Start of DOCUMENT

In Part 2, we’ll cover everything from writing and building your job ads to optimizing and testing them for better performance.
- Crafting and setting up your job ads
- Posting your job ads
- Capturing candidate information
Let’s dive in!
Transitioning into the Marketing Mindset
Remember this first: marketing materials with the highest conversion rates have all the information on one page. Imagine if this ethos was used for an online job application process—a single page where job seekers can add all the necessary information is much more likely to result in a completed application. This is just one example that points to how recruiters can take a page from the marketer’s playbook. With job ad content, there is no exception. An online job ad can drastically impact a candidates’ decision to apply to your company. Ensure you are set up for success by creating high-converting job ads and an easy online application process.
Crafting your Job Ads
The highest-performing job ads are consistently optimized based on performance data. A high-converting and highly visible job ad is crucial for many reasons, but most importantly: to ensure your jobs are findable within the Google search engine, and to convert people who click on your ad into applicants. The higher performing your ads are, the less wasted spend you will see from your advertising budget, especially if you are buying media on a performance basis.
The content of the job ad itself is the first place to begin. The look and feel of your job ads affect your apply rates (AR %). Ensure your job titles, descriptions, and online application process are set up for success to get the most ROI from your recruitment advertising budget.
It’s essential that recruiters write titles that are going to be clicked on. Before that can happen, the candidate must find the job – either by searching for it on a job site, or by providing a candidate profile that can be matched upon. The single largest driver of online search or candidate matching is the job title.
A clear, simple job title is the best way to get candidates to click on your job ad.
The length of your job titles matter, as well.
Apply Rate by Job Title Length (Words)
Avoid abbreviations and symbols in your job titles. Even those specifics can dramatically impact the conversion rates on your job ads.
As you can see, the jobs advertised are essentially the same. The difference between using the ‘Mgr’ abbreviation and writing out the full job title, however, drastically affects the apply rate.
When crafting your job ads, also avoid using acronyms (with the exception of acronyms such as RN, LPN, etc., used in the healthcare industry). Jobs with buzzwords like ‘wizard,’ ‘guru,’ ‘ninja’ or ‘rockstar’ also often receive few to no applies.

End of DOCUMENT

* _GIVEN REQUEST A_: List every buzzword that the job ad text says leads to few or no applies when used in job titles.
The records that follow do not come from the same source as the job ad text above.

Start of RECORD SET

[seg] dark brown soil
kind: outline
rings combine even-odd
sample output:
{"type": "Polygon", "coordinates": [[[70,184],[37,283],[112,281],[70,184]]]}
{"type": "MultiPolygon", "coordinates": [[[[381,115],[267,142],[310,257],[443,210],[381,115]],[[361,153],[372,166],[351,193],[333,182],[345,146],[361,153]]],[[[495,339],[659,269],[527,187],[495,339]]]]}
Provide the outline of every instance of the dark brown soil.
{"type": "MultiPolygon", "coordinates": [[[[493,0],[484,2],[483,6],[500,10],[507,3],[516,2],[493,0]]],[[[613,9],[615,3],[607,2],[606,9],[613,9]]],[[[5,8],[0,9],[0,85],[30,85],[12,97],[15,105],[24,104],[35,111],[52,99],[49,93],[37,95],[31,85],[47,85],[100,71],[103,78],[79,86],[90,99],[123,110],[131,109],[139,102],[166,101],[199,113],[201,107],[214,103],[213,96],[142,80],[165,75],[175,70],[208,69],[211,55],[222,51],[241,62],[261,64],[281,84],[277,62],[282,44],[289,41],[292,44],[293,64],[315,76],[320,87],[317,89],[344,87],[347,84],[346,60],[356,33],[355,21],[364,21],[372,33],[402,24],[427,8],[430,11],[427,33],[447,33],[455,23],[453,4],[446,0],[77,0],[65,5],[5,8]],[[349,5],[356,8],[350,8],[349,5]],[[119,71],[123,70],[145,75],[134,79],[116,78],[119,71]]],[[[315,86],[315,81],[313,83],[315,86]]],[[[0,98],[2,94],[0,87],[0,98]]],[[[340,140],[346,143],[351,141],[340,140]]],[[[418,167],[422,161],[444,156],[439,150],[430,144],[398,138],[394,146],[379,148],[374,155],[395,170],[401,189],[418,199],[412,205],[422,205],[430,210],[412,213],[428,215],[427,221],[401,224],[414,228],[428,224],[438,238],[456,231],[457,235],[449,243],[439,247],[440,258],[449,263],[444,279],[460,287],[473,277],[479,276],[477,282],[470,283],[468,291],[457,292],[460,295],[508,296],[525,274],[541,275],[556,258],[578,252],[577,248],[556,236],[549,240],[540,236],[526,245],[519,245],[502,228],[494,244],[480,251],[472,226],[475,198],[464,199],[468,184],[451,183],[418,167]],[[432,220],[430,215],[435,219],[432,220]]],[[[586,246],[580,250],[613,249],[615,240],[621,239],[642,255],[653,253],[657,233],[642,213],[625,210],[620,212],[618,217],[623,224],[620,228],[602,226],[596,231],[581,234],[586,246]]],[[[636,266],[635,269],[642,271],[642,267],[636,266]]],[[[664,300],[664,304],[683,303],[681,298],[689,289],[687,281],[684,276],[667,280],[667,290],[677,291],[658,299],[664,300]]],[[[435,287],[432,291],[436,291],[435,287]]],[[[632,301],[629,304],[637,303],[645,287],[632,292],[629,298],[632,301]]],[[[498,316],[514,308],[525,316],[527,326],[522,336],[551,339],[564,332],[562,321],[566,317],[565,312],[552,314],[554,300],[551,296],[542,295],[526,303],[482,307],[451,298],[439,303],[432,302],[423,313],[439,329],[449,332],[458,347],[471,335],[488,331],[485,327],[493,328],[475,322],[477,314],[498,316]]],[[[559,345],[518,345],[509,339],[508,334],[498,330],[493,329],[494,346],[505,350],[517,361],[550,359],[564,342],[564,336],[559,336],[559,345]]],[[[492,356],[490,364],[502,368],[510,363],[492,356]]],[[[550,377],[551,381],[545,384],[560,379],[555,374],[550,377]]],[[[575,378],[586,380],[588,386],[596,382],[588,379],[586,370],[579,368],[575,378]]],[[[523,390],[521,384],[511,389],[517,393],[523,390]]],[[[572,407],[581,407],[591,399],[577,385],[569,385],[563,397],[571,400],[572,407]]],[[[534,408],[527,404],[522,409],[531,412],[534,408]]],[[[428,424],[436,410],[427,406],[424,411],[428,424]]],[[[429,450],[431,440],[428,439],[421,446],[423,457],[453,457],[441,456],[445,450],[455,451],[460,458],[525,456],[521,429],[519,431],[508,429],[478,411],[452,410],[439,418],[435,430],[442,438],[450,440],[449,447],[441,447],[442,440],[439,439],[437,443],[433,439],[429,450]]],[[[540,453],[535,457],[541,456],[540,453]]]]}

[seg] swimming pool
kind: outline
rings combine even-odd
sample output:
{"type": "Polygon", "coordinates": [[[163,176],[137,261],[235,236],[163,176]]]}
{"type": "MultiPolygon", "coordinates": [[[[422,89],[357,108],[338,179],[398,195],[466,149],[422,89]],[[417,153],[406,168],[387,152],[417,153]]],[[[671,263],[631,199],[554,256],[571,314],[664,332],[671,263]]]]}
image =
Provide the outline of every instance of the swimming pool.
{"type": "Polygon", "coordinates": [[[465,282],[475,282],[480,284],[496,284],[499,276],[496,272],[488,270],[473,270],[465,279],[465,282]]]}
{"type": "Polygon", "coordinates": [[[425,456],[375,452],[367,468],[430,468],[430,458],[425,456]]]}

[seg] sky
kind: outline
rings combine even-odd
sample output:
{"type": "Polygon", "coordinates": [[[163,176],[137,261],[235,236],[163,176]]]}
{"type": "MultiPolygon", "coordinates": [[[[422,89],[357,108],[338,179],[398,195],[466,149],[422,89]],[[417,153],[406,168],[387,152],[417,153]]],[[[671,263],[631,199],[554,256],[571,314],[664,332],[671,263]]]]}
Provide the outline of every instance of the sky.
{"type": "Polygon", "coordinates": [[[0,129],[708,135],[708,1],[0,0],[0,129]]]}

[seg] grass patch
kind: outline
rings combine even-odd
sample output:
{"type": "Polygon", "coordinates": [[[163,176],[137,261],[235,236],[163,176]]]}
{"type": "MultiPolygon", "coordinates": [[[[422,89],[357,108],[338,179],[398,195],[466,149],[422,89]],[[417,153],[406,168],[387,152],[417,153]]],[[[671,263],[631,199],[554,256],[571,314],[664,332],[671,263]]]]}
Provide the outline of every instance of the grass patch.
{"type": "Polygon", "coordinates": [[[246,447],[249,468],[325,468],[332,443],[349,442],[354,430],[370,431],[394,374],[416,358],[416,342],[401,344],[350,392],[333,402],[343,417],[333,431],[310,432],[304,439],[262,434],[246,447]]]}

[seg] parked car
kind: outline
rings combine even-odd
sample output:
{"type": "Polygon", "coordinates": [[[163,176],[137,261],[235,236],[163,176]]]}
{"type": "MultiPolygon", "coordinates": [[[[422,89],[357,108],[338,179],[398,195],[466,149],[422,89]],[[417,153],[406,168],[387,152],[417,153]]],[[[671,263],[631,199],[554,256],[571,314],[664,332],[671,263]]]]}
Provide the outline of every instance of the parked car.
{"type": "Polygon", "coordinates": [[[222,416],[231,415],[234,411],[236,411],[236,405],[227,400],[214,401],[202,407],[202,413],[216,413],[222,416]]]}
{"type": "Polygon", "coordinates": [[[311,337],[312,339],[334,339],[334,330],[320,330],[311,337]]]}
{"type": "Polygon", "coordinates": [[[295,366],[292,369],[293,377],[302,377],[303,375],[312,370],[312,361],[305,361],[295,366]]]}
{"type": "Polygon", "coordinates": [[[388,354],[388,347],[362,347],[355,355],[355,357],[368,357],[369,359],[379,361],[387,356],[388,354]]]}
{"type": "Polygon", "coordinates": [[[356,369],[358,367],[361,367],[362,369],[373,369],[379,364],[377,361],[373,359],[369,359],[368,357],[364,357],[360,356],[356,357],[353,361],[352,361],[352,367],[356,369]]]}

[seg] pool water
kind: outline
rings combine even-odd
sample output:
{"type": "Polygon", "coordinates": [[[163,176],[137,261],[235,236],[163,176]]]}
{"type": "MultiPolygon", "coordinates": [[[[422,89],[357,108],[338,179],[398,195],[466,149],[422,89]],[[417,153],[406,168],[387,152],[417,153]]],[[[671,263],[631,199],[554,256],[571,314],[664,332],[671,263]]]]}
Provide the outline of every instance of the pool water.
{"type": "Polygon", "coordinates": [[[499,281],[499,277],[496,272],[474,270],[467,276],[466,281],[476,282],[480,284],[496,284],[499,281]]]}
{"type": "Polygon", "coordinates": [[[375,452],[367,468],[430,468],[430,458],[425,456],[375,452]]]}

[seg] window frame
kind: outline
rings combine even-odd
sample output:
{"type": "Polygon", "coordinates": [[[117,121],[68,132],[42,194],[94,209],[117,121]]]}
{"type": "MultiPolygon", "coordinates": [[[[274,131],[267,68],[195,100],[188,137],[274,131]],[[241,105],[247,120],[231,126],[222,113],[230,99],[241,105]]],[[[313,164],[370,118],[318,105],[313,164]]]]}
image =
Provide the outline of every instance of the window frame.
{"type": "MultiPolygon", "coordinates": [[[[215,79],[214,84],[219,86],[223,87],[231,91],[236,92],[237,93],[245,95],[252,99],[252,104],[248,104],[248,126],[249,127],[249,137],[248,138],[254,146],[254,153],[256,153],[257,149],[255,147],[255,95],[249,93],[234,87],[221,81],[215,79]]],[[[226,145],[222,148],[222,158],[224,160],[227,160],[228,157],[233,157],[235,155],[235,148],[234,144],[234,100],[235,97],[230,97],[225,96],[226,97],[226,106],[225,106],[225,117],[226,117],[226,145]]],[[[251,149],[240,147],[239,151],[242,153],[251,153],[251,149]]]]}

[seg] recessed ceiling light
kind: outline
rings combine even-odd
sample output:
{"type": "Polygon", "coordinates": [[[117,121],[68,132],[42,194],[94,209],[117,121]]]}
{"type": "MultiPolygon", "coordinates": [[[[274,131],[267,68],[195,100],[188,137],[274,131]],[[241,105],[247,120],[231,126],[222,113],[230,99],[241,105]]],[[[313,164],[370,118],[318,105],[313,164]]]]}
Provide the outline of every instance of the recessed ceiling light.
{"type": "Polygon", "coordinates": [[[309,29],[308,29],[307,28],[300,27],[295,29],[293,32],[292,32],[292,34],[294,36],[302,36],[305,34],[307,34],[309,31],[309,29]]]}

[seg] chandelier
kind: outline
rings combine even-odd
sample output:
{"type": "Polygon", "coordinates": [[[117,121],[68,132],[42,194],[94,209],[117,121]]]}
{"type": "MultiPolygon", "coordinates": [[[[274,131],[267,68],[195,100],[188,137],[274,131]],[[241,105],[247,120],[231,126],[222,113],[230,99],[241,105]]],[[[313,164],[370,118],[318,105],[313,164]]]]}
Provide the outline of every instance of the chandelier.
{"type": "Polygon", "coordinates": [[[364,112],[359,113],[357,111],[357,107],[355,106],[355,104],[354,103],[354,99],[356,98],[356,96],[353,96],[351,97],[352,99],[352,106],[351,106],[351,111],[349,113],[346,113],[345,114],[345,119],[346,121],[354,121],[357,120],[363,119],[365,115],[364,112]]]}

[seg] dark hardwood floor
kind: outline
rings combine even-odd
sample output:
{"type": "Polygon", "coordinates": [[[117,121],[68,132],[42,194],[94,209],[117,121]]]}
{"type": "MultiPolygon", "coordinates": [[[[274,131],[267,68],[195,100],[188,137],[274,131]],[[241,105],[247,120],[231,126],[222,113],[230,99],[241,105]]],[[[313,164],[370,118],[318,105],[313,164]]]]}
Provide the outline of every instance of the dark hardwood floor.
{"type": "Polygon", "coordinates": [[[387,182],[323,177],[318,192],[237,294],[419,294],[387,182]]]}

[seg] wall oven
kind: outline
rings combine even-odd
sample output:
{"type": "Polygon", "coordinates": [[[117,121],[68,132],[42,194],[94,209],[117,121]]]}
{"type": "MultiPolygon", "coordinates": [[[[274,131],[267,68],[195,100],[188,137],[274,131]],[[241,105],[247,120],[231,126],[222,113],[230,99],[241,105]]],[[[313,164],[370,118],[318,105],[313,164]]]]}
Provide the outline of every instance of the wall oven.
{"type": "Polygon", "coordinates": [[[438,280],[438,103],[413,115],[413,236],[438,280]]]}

End of RECORD SET

* _GIVEN REQUEST B_: Copy the records verbatim, starting at the line that contains "[seg] wall oven" and continuing through the final line of the records.

* _COMPLETE RESPONSE A_: 'wizard', 'guru', 'ninja', 'rockstar'

* _COMPLETE RESPONSE B_:
[seg] wall oven
kind: outline
rings combine even-odd
sample output:
{"type": "Polygon", "coordinates": [[[117,121],[68,132],[42,194],[94,209],[117,121]]]}
{"type": "MultiPolygon", "coordinates": [[[[274,131],[267,68],[195,100],[188,137],[274,131]],[[241,105],[247,120],[231,126],[222,113],[230,99],[241,105]]],[[[313,164],[370,118],[318,105],[313,164]]]]}
Provide the outline of every instance of the wall oven.
{"type": "Polygon", "coordinates": [[[438,280],[438,103],[413,115],[413,236],[438,280]]]}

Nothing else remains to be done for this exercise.